Can you return, unchanged and word for word, the rows from the one containing "spot the skin wrinkle." through the last row, including both ends?

────────────────────

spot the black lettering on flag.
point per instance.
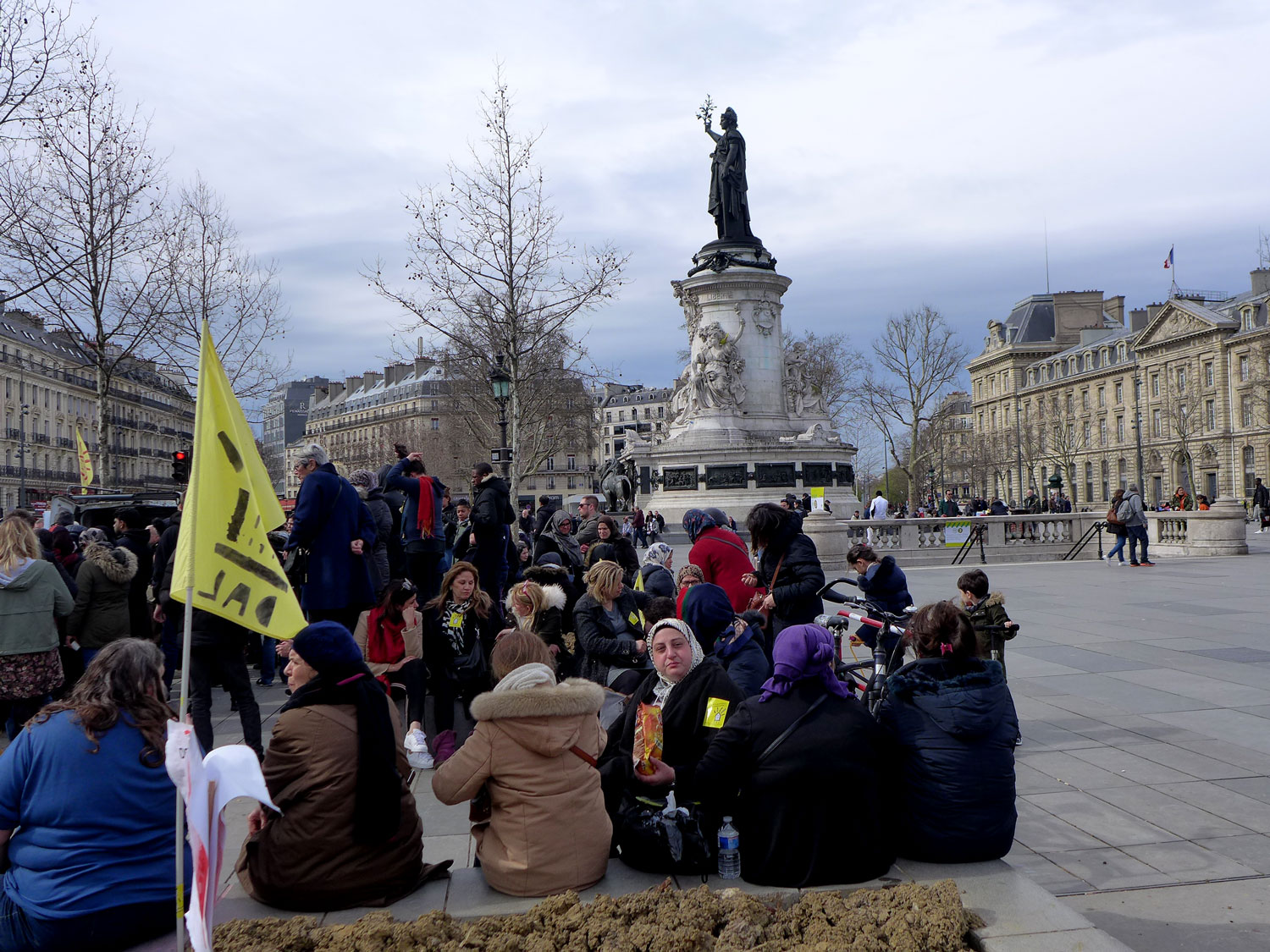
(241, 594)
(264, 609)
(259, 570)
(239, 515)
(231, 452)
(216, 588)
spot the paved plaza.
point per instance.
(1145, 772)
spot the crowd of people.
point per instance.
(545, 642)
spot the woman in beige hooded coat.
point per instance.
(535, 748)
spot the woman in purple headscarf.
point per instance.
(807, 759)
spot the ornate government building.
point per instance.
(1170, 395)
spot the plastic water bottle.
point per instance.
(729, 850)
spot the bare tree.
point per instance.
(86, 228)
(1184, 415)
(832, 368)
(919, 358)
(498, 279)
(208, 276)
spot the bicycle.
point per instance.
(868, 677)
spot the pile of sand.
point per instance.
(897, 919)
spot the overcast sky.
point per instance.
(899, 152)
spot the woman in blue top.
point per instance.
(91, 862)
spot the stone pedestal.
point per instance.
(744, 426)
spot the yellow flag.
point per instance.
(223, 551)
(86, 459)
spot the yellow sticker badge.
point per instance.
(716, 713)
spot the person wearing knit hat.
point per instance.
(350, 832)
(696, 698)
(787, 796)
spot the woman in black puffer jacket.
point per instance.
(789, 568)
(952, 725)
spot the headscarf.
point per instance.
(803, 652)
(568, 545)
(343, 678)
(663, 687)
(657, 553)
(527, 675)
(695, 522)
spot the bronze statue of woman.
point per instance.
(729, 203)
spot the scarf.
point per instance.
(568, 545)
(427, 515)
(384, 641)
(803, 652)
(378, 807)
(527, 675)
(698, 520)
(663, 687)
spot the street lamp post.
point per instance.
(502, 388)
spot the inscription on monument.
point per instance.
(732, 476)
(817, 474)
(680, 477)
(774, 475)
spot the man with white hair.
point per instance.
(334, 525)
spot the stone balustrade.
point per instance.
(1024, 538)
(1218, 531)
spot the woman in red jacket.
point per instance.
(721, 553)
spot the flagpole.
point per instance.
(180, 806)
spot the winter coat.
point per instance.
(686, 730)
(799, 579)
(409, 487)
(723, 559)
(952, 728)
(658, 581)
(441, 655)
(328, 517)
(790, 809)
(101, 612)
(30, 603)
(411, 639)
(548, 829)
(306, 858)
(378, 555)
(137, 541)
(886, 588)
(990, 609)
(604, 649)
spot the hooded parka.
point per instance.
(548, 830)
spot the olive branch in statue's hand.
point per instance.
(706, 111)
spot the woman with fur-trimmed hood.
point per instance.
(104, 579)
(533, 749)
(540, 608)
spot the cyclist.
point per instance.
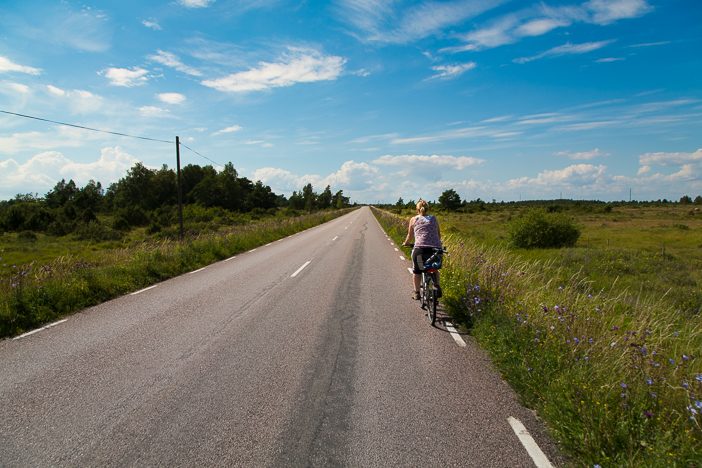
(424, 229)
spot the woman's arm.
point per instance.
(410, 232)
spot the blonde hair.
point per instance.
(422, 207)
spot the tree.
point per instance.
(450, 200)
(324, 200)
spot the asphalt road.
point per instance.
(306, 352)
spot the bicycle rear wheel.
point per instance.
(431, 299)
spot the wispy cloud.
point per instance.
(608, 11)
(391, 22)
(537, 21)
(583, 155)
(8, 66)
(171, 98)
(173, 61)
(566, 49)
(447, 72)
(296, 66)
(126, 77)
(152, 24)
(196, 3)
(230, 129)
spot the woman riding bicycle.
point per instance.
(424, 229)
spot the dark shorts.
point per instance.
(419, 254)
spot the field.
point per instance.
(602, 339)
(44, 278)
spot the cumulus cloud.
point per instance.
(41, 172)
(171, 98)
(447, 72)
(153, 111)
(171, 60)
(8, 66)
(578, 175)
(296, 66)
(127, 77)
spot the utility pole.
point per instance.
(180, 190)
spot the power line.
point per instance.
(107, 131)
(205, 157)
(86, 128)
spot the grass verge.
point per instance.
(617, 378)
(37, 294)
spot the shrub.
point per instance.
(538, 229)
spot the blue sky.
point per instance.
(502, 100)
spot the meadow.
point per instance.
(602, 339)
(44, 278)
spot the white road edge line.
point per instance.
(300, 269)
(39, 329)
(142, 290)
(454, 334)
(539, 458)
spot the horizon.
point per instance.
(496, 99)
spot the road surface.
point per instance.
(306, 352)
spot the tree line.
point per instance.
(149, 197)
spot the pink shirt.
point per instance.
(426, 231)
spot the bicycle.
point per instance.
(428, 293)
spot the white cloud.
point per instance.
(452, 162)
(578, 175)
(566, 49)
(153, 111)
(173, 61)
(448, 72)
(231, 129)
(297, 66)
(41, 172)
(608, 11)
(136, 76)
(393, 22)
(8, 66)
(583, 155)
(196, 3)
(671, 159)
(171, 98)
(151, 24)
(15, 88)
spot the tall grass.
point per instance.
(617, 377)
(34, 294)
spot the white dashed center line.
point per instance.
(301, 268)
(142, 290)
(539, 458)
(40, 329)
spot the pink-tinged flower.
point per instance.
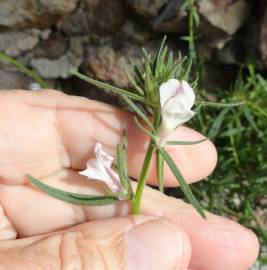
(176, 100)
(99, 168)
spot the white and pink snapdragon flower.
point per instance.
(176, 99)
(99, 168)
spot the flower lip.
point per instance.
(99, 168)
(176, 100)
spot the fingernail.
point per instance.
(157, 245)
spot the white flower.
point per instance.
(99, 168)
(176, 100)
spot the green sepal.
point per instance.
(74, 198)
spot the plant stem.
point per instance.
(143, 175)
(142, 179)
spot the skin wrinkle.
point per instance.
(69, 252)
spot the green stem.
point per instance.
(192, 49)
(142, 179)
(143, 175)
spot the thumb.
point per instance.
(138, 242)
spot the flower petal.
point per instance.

────────────────────

• Task output:
spot the skin wrinkle.
point per instance.
(69, 252)
spot the green stem.
point per instance.
(192, 49)
(142, 179)
(143, 175)
spot the thumb.
point per instance.
(138, 242)
spot the flower petal.
point per instance.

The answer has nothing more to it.